[Task statement] Exact copies of all the entries are required, and no pictures should appear in them.

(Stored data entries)
⟨
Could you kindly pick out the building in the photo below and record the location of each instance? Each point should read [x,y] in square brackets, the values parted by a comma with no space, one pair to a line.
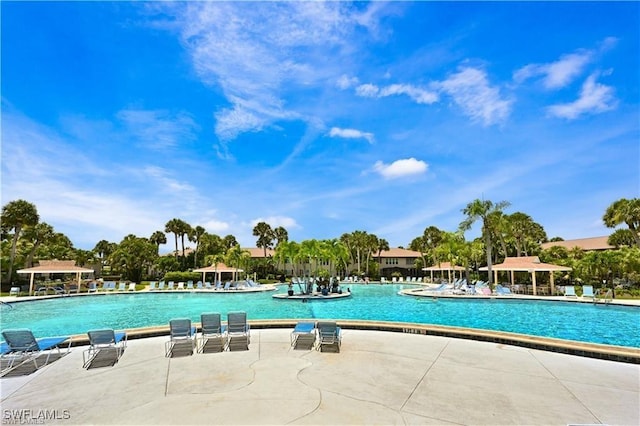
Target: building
[392,260]
[585,244]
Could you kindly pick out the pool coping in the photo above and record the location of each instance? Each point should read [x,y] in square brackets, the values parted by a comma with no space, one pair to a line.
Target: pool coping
[571,347]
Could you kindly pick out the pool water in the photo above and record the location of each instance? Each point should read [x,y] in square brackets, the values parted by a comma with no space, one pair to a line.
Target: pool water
[587,322]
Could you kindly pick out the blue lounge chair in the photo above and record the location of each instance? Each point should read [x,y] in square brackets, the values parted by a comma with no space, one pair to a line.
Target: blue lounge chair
[213,332]
[503,291]
[21,345]
[104,339]
[329,335]
[238,330]
[181,334]
[303,335]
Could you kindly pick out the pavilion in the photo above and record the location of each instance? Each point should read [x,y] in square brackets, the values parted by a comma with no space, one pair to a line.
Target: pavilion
[55,267]
[445,266]
[531,264]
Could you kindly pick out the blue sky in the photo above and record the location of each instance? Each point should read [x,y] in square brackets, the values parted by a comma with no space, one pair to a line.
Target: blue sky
[324,118]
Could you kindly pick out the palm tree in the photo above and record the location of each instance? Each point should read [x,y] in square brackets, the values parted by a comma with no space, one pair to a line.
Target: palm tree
[281,235]
[158,238]
[15,216]
[265,235]
[196,236]
[627,212]
[174,227]
[483,209]
[37,235]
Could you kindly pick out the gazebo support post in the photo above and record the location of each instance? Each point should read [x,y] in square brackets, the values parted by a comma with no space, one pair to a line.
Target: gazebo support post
[533,281]
[31,284]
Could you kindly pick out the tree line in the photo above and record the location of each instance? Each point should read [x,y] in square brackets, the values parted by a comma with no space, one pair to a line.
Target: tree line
[25,240]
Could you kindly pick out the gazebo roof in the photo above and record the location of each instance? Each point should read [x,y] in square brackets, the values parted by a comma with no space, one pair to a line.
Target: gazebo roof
[55,267]
[220,267]
[444,266]
[525,263]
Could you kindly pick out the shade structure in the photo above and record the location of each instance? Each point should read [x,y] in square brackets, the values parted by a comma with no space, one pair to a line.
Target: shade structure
[444,266]
[531,264]
[217,269]
[55,267]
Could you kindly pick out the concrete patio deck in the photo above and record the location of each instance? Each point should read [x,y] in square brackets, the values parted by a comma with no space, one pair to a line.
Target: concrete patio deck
[377,378]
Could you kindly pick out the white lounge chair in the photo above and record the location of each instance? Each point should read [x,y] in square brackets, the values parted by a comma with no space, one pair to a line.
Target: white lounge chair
[329,335]
[105,339]
[213,332]
[181,335]
[238,330]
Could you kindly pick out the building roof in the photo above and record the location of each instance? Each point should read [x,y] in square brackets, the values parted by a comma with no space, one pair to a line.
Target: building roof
[586,244]
[398,252]
[525,263]
[259,252]
[444,266]
[55,266]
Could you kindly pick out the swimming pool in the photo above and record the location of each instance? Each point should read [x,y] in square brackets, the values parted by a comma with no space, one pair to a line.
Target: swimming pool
[586,322]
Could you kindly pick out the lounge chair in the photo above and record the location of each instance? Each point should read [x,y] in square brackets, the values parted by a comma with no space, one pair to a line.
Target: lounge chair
[105,339]
[213,333]
[503,291]
[238,330]
[329,335]
[587,291]
[303,335]
[181,337]
[21,345]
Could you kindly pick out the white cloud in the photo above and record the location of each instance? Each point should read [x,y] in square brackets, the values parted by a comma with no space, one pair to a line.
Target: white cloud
[158,128]
[346,82]
[351,134]
[256,52]
[401,168]
[471,91]
[417,94]
[558,74]
[594,98]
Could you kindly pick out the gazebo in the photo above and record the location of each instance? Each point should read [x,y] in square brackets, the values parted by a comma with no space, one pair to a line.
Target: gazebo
⟩
[Written answer]
Could you kindly pick out the building in the photo below and record the location of each instance? Each point should read [x,y] in square brackets, the values parted by a comma with no space, one pair to a line.
Target: building
[392,260]
[585,244]
Could you kindly pick out the pool coping in the photo above and record the location of each instance? Each point should read [x,y] in square brackets, the values parted by a comma with no space, one pair to a line.
Target: pool coping
[571,347]
Could you kindly pick out the pool water in the photo above and record the location of each instance? Each point should read [x,y] in square brackets, the values parted by a comma with no space, one pair to a line.
Target: pool water
[587,322]
Could you kindly pick out the blue lounge chair in the photo above and record the location of each instance? Each point should read [x,y] in square brackets, the values parted by a comma with no space, one pair to a line.
Target: blue lounge chair
[213,332]
[503,291]
[21,345]
[104,339]
[329,335]
[238,330]
[181,334]
[303,335]
Could you kindly pick out the pavilion in the photo above and record the location of each instance? Each point should read [x,y] in square brackets, the values parted by a comma with no space, one pair to a line.
Target: pavilion
[55,267]
[445,266]
[531,264]
Could you kindly pick out the blue sky in the photo above and record the location of each instance? Each point should read [x,y] in square brackets, the values parted by a comma with no space, one pair to a line.
Target: blue sky
[324,118]
Could you kindly pick out the palm tree in the photo above and record the location of each instance? Each point should read [x,y] in square brackets, the values parted by a comma with no space, one pair to a line.
Target: palm tree
[281,235]
[158,238]
[15,216]
[265,235]
[196,236]
[627,212]
[174,227]
[483,209]
[37,235]
Could you kindly pick out the gazebo support post in the photo above and record the location of each instance? Each point should read [x,y] in square brackets, the values parted by a comma with no space, one pair to a line.
Target: gazebo support post
[533,281]
[31,284]
Could you kindly pick out the tree line in the photo above and record the location of each instance? Each point should read [x,y] in square brackets, the values parted by a comma with no space, one pair to a line.
Target: tree line
[25,240]
Could you kindly pick out the gazebo roof in the photo above and record the location of each instance? Each point should read [x,y] in square brackets, the values parted by a comma with no space, one pair to a line.
Target: gazebo roof
[55,267]
[220,267]
[444,266]
[525,263]
Could you kindly pick out the shade structure in the photo above and record the location of each instance? Each point should read [x,y] in square brackets, the values parted by a comma with no space, one pair to a line.
Target: shade structure
[444,266]
[531,264]
[217,269]
[55,267]
Could you kindly pick out the concrete patio deck in the photo above and record the location of each instance? Each point should read [x,y] in square brackets, the values parted by a comma with no space, one pair to a line.
Target: concrete patio deck
[377,378]
Could you kindly pick out the white lounge chair in the photo above and record the location of each instance? Each point should read [x,y] in square brackets, the values parted by a comma with no space, one pair to a line.
Target: white lounge chair
[329,335]
[105,339]
[213,332]
[181,335]
[238,330]
Could you kindly pick out the building roof in the photo above and record the location of each instance? Each point should read [x,y] in square brackets, the values parted by a comma with no space, one pair to a line.
Target: building roof
[586,244]
[398,252]
[525,263]
[259,252]
[444,266]
[55,266]
Could you kindly pick out the swimming pool in the photo above and record the location of each instance? Each point should read [x,y] in square brackets, the values parted by a comma with no space, one pair to a line.
Target: swimming pool
[586,322]
Could you kindly pick out the lounge chair in the photo above and record the location of each instance? Each point should read [x,y] in square brackets, the values parted by a comma with no space, one pair to a line.
Target: lounge chair
[105,339]
[213,333]
[503,291]
[238,330]
[329,335]
[587,291]
[303,335]
[181,337]
[21,345]
Could you kindly pick out the white cloud in the photo above and record the location of each instance? Each point should read [x,y] in square brackets, the values parted by a comma with no space, one pair to a line.
Target: white cloud
[158,128]
[346,82]
[351,134]
[256,52]
[401,168]
[471,91]
[417,94]
[558,74]
[594,98]
Could you kindly pick out the gazebo in the photo above and record the location of each instance? Each point should read [x,y] in square brackets, the values parted by a comma with no space, one pair to a line.
Target: gazebo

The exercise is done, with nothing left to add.